Exercise data:
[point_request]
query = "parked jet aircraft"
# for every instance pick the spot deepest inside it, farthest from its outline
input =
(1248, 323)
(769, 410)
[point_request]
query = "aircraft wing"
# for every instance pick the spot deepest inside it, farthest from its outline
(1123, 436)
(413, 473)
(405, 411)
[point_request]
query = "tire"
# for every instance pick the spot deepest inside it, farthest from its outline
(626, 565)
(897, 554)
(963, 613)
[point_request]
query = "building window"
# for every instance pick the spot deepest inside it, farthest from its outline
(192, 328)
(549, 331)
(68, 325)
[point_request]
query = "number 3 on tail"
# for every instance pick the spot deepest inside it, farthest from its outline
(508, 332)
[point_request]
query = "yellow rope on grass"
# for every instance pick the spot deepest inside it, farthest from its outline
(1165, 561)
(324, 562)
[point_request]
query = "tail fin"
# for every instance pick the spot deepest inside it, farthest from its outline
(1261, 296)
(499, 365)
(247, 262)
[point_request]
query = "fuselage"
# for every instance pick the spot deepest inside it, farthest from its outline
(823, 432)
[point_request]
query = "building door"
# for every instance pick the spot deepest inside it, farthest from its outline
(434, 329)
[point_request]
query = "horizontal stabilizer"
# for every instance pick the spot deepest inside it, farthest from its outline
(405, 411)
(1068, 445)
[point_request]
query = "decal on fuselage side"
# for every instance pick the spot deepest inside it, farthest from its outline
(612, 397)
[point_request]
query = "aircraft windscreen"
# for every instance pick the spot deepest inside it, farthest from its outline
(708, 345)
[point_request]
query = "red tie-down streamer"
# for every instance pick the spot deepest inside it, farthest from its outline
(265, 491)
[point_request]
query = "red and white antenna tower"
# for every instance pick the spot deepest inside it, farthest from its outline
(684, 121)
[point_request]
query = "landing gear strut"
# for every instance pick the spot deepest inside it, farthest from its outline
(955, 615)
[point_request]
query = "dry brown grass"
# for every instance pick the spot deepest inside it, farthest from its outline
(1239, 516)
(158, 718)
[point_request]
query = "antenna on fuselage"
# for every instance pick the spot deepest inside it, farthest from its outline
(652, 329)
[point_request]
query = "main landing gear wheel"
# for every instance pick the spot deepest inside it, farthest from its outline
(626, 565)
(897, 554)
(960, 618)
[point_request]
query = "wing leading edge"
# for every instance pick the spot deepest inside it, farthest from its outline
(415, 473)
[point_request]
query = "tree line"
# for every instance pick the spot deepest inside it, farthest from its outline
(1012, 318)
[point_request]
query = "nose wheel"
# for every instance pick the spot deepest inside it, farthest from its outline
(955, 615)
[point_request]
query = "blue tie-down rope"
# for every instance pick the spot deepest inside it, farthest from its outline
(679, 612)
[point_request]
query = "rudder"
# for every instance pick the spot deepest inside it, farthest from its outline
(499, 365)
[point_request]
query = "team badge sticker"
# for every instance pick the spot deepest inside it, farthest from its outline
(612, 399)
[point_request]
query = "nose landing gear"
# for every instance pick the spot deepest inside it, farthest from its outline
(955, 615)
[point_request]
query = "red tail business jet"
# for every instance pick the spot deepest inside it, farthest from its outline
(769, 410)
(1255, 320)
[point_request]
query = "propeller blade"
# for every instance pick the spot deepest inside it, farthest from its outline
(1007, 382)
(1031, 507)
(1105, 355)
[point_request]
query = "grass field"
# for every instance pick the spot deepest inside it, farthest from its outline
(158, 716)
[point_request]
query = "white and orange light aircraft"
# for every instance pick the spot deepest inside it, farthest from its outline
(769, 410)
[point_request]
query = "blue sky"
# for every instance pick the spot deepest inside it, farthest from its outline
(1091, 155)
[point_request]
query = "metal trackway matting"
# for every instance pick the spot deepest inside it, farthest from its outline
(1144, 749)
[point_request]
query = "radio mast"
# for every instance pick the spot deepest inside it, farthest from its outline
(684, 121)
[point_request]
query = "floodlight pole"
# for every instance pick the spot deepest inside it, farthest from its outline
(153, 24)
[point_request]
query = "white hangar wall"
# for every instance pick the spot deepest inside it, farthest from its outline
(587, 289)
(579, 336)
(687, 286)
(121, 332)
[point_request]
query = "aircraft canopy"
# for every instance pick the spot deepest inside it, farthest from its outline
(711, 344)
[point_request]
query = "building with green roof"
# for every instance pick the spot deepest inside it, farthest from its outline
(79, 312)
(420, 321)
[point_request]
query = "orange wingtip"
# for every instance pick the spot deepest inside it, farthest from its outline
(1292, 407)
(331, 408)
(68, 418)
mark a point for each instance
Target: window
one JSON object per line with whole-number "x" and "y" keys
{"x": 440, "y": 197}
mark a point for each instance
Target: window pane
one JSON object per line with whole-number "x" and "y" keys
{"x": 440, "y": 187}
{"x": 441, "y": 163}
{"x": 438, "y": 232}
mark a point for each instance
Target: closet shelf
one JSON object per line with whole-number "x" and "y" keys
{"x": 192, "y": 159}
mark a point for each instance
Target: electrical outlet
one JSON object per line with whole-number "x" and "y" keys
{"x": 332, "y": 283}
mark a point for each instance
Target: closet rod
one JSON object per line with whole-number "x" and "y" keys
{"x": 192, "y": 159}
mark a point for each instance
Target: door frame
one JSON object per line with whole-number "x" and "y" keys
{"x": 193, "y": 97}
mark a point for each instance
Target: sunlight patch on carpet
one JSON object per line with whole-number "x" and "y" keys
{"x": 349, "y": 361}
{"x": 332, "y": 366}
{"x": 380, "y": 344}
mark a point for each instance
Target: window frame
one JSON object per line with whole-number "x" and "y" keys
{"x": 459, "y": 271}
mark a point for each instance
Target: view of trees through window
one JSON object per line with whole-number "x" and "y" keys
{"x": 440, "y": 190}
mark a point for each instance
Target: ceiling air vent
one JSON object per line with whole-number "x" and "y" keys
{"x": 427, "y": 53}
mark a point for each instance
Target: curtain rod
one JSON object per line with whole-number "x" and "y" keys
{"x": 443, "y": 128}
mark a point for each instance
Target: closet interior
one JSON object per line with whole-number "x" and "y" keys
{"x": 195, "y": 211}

==

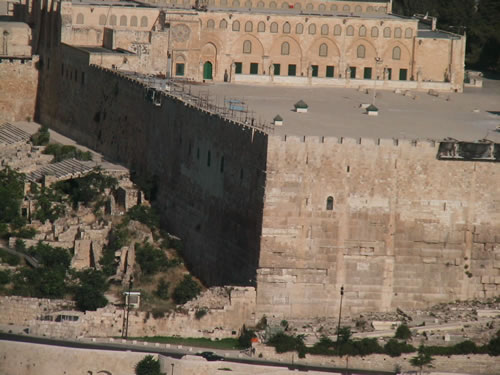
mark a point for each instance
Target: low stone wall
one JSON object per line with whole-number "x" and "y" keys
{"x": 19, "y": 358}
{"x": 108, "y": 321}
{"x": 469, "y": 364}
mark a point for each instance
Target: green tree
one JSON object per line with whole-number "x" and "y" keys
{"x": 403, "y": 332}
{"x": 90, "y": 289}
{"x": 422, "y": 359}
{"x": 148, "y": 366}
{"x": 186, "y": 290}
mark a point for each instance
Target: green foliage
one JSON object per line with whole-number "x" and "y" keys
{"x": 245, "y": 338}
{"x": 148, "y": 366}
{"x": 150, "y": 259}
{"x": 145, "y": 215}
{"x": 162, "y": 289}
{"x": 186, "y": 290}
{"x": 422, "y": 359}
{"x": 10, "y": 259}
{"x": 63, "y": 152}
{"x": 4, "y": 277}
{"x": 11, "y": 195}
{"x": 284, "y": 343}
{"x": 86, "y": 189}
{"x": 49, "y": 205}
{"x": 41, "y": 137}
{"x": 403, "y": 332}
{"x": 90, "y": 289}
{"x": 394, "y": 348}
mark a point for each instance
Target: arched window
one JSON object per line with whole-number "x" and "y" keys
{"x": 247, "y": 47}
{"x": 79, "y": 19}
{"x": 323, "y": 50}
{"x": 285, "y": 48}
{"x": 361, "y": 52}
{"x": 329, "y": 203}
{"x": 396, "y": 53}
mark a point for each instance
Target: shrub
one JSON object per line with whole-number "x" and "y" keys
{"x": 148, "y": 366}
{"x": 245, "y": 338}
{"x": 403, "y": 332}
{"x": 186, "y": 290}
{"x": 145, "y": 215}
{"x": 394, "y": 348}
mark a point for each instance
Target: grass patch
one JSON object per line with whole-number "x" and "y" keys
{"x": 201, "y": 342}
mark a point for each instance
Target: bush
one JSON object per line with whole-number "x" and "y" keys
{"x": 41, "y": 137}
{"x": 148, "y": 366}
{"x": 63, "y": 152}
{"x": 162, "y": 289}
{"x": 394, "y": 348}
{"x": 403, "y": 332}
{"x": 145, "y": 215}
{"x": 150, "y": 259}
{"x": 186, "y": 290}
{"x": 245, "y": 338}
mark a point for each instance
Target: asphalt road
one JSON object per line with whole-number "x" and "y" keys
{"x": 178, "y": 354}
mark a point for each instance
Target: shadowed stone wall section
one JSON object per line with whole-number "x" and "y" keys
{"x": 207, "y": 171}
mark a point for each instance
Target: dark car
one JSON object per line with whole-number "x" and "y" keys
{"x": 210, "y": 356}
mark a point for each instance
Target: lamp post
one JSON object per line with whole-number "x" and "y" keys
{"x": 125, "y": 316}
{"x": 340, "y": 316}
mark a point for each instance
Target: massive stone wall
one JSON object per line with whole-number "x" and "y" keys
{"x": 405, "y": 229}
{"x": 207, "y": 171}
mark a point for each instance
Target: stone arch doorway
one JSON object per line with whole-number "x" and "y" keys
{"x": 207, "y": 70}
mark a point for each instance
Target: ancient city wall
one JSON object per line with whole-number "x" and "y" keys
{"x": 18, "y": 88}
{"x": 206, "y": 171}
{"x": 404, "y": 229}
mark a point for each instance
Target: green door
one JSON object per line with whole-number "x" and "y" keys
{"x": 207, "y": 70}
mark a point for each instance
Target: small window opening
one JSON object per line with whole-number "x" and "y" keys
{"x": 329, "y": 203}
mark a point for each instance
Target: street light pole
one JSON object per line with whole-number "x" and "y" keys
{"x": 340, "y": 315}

---

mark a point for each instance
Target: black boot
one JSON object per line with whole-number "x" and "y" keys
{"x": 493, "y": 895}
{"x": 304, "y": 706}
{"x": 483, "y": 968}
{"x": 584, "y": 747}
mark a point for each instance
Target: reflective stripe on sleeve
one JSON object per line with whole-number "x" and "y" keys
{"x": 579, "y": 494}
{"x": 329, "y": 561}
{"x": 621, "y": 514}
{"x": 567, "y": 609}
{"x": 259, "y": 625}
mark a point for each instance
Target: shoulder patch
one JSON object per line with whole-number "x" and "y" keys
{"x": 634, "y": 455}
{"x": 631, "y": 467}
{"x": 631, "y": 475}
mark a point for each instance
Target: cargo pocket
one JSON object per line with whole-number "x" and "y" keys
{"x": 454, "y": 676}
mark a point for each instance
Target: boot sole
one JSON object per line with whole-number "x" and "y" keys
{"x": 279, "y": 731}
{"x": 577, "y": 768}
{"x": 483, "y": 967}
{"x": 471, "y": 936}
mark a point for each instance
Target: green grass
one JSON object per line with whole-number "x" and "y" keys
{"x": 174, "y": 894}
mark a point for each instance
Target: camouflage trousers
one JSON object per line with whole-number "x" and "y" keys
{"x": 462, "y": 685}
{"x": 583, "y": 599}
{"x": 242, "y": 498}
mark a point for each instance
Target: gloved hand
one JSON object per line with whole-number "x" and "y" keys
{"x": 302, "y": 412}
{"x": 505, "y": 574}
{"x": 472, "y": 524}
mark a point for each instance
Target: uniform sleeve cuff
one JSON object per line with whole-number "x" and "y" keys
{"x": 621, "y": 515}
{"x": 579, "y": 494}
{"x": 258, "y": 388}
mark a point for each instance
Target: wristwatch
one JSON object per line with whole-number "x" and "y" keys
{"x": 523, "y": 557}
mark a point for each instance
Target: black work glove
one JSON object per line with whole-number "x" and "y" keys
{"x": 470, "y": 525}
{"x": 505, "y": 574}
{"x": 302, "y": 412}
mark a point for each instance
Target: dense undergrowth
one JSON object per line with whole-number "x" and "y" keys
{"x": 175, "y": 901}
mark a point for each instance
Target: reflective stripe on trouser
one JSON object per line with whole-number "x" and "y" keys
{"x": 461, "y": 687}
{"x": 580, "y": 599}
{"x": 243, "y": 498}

Aim of the exercise: Gather every line in the records above that contains the string "black" and copy each one unchanged. Matching is case-sensitive.

Solved problem:
Target: black boot
Target: black work glove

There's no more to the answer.